#### Text extract ####

READING HALL DOORS OF WISDOM

"THIRD MILLENNIUM LIBRARY"

 

 
 

 

BABAR

 

CHAPTER VI

FLIGHT 1502-1503 A.D.

 

The motive of Tambal’s brother in inviting Babar to join him was obvious enough. Babar was the only capable commander on the side of the two Khans; if he could be detached, the Mongol invasion of Farghana would probably fall to pieces; and once in Tambal’s power, the young king would doubtless be cured for ever of all ambition. Yet something might be made of the proposal. His two uncles suggested that he should take advantage of his new ally’s cordiality, and entrap him; but treachery was the thing of all others he despised: “Such trickery and underhandedness were altogether against my grain and nature; besides, there must be a treaty, and I could never bring myself to break my word”. Nevertheless, he would try to win over Bayazid to his side, and thus make a split in Tambal’s party.

All went well at first. He arrived at Akhsi, and took up his quarters in the stone fort where his father’s old palace stood. Bayazid seemed really loyal, though he kept the command of the castle. Presently news came that Shaibáni was on the march, and that the two Khans had immediately beaten a retreat. Babar was thus deserted, and the next thing was the approach of Tambal at the head of two or three thousand men-at-arms. The trap was on the point of snapping; the brothers’ plans had worked out beautifully. With his usual carelessness, or want of suspicion, Babar had not thought of seizing the castle, the key of the position, nor had he even set a guard at the bridge by which Tambal must cross. His own followers were dispersed all over the country, and he had but a hundred left. To hold the town without securing the castle was hopeless; yet Babar attempted it with the help of his brother Jahángir, who had at last fled from his gaoler. Flight was the only chance of safety, and the story of how Babar made his escape, and how he fared on his wild journey, fills some exciting pages of the Memoirs.

“We had no sooner come opposite the gate than we saw Shaikh Bayazid, with a quilted gambeson over his vest; he had just then entered the gateway with three or four horsemen, and was riding into the town ... I immediately drew to the head the arrow that was in my notch, and let him have it full. It only grazed his neck, but it was a fine shot. The moment he had traversed the gate he turned short to the right and fled in a panic down a narrow lane. I pursued Kuli Kukildash struck down one foot-soldier with his mace, and had passed another, when the fellow aimed an arrow at Ibrahim Beg, who baulked him by shouting “Hai! Hai!” and went on; but the man, being no further off than the porch from the hall, let fly an arrow which hit me under the arm. I had on a Kalmak mail, and two of its plates were pierced and shivered by the shot. Then he fled and I sent an arrow after him, which caught a foot-soldier who happened just then to be dying along the rampart, and pinned his cap to the wall, where it stuck transfixed, dangling from the parapet. He took his turban, twisted it round his arm, and ran off. A man on horseback passed close to me, rushing up the narrow lane. I gave him the point of my sword on the temple; he swerved over as if to fall, but caught the wall, and thus supported recovered his seat and escaped.

#### Data for processing ####

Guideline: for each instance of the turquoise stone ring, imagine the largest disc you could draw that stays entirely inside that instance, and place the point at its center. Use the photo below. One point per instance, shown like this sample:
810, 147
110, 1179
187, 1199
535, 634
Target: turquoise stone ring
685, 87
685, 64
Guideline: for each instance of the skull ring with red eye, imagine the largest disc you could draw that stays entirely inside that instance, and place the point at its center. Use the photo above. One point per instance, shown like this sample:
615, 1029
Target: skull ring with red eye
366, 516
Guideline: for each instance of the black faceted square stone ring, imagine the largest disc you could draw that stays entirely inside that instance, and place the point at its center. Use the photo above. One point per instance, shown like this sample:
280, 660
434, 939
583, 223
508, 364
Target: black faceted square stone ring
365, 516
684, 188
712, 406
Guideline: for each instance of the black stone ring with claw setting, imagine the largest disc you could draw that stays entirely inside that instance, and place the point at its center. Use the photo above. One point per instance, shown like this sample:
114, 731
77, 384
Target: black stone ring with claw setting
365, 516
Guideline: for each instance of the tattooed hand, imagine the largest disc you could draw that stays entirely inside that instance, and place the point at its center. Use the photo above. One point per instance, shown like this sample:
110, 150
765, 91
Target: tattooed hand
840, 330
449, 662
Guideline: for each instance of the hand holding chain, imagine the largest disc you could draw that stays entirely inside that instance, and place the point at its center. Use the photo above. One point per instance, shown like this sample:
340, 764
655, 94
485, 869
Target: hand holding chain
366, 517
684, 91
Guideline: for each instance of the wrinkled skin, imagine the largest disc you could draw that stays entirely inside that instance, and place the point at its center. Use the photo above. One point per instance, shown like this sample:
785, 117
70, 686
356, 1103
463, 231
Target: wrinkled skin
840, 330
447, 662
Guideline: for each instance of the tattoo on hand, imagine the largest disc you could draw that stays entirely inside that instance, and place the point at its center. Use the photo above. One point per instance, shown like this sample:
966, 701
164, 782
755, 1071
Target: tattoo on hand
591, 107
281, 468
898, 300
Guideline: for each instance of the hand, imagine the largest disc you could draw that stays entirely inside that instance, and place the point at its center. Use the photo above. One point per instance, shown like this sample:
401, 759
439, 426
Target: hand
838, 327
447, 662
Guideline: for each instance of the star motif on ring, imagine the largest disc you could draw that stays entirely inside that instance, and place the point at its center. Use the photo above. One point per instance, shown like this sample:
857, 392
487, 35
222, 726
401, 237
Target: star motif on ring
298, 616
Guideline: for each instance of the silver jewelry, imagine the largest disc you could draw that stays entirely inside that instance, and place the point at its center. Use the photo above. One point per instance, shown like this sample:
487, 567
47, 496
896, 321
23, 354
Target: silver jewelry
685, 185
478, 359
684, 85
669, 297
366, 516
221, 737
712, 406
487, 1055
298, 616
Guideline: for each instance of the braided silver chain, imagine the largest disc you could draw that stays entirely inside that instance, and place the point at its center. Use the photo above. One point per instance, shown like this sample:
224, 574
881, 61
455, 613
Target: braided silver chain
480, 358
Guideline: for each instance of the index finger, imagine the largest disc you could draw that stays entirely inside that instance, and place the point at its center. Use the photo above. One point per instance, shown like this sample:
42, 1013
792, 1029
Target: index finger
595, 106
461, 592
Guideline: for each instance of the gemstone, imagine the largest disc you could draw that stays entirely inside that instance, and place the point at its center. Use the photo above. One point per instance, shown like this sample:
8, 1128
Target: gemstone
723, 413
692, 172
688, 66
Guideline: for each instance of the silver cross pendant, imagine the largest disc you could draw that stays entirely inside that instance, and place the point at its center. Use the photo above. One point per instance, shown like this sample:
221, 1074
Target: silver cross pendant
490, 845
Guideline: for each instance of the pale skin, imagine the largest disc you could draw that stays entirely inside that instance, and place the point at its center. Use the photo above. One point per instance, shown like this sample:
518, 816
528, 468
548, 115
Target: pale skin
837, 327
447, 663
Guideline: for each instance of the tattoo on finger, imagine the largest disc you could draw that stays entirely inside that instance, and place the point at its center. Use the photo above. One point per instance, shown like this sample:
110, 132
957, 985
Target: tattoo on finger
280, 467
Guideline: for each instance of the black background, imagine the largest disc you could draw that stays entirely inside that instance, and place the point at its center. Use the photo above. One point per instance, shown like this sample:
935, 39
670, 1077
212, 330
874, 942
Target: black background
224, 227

####

**Objectives:**
(1) In the Babar chapter, list every person named in the quoted passage from the Memoirs that begins "We had no sooner come opposite the gate".
(2) Extract every line of the listing that contains the string "cross".

**Outputs for the tasks:**
(1) Shaikh Bayazid, Kuli Kukildash, Ibrahim Beg

(2)
Guideline: for each instance of the silver cross pendant, imagine the largest disc you could draw that stays entirely inside that instance, and place the point at its center. Use the photo above. One point per instance, shown like this sample:
Target: silver cross pendant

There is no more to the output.